*Texto fornecido:*
Parentes e amigos, que não consideram natural uma mulher não engravidar, tentam achar "explicações" para a atitude

Mães sem filhos ainda convivem com o preconceito

CARLA GOMES
DA REVISTA

"Minha família acha que sou infeliz porque nunca consegui engravidar", conta Lucy Oberg Guimarães de Andrade, 51. Ginecologista, Lucy estima ter participado de quase 20 mil partos. Mas o dela, para decepção da família, nunca fez parte de seus sonhos.
Casada duas vezes, Lucy integra uma tribo que tem crescido a cada dia: a das mulheres que deixam de exercer um direito considerado "sagrado": a maternidade.

*Conjunto de tarefas:*
(a) Segundo a reportagem sobre mulheres sem filhos, de quantos partos Lucy estima ter participado?
(b) Na reportagem sobre mulheres sem filhos, reescreva o trecho de "CARLA GOMES" a "de seus sonhos.", trocando "Ginecologista" por "Obstetra".

*Listagem fornecida:*
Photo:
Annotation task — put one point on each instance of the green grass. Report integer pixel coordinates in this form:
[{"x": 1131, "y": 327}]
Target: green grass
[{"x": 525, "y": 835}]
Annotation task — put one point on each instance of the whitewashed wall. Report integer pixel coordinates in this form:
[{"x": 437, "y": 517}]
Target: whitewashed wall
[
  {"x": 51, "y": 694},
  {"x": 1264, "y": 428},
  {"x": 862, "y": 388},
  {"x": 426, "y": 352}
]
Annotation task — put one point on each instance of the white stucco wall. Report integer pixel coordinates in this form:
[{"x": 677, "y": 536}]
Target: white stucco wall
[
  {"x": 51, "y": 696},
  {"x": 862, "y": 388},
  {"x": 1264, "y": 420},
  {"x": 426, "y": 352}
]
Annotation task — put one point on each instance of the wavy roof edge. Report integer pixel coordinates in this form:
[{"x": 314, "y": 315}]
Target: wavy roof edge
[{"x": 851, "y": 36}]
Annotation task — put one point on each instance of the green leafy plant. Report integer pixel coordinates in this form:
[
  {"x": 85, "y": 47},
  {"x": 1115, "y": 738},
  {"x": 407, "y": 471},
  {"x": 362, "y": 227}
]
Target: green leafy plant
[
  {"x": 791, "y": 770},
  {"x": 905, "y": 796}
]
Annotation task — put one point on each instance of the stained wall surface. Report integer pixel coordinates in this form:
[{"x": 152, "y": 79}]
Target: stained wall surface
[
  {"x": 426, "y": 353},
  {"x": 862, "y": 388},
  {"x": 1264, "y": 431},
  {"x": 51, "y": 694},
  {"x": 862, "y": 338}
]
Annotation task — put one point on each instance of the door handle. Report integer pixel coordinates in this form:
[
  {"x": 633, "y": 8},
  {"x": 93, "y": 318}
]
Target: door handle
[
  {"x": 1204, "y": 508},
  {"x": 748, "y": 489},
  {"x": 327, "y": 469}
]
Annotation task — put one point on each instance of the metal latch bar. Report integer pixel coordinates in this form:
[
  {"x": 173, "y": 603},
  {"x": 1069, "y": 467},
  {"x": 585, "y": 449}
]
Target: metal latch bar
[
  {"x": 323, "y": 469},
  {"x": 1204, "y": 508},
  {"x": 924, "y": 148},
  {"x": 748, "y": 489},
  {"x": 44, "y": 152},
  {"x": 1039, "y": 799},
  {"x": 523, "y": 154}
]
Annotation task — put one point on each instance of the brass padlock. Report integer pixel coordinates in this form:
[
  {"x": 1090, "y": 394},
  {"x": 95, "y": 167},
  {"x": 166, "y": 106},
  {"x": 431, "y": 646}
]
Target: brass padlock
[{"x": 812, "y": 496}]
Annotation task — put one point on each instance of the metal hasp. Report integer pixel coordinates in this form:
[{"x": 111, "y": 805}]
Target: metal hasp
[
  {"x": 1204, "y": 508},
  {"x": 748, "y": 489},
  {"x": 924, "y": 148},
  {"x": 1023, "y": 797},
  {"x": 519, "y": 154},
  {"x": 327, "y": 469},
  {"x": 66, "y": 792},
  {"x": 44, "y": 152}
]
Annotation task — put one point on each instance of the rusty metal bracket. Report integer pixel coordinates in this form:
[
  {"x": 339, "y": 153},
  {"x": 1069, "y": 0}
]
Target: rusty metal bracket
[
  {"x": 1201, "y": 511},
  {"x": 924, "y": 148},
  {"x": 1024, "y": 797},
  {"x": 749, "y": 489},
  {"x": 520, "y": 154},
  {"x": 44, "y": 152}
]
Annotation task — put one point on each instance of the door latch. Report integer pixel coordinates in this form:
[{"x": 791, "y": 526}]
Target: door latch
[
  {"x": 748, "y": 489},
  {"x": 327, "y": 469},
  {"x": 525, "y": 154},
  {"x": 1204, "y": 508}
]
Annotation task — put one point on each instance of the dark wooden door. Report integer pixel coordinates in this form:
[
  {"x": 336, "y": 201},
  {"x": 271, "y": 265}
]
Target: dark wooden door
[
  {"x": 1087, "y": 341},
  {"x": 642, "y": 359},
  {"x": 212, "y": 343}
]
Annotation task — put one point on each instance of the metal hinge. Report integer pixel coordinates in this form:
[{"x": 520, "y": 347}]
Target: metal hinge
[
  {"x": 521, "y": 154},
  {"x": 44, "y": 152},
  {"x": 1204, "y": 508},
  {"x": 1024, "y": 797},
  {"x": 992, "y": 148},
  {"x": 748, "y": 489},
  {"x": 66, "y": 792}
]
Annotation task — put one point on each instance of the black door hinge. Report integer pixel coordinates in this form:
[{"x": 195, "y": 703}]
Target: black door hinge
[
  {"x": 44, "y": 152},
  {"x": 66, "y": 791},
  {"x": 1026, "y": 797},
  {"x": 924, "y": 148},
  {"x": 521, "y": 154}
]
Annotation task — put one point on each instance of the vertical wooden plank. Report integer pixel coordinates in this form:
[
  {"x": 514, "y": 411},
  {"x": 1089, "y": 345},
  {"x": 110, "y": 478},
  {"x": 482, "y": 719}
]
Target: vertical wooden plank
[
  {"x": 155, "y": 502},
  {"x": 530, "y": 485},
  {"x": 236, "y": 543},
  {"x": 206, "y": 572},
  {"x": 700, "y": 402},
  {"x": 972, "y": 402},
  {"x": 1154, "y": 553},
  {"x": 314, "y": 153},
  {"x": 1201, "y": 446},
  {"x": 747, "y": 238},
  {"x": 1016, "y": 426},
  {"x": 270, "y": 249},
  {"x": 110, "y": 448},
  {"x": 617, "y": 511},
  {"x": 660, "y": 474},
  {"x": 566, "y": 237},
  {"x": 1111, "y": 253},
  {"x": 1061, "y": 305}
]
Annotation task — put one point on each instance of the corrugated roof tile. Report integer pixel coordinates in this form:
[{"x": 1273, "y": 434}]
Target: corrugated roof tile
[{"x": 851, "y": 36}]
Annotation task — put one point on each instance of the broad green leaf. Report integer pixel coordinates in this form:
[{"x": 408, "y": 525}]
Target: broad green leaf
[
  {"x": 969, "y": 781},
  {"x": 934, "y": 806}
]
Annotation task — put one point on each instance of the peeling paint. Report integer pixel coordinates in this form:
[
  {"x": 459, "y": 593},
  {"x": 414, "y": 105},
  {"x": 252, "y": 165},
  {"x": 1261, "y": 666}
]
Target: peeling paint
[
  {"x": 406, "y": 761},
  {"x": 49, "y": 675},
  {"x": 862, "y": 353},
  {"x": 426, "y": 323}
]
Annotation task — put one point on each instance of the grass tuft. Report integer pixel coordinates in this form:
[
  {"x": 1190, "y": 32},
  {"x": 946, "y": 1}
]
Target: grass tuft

*Respostas por tarefa:*
(a) Quase 20 mil partos.

(b)
CARLA GOMES
DA REVISTA

"Minha família acha que sou infeliz porque nunca consegui engravidar", conta Lucy Oberg Guimarães de Andrade, 51. Obstetra, Lucy estima ter participado de quase 20 mil partos. Mas o dela, para decepção da família, nunca fez parte de seus sonhos.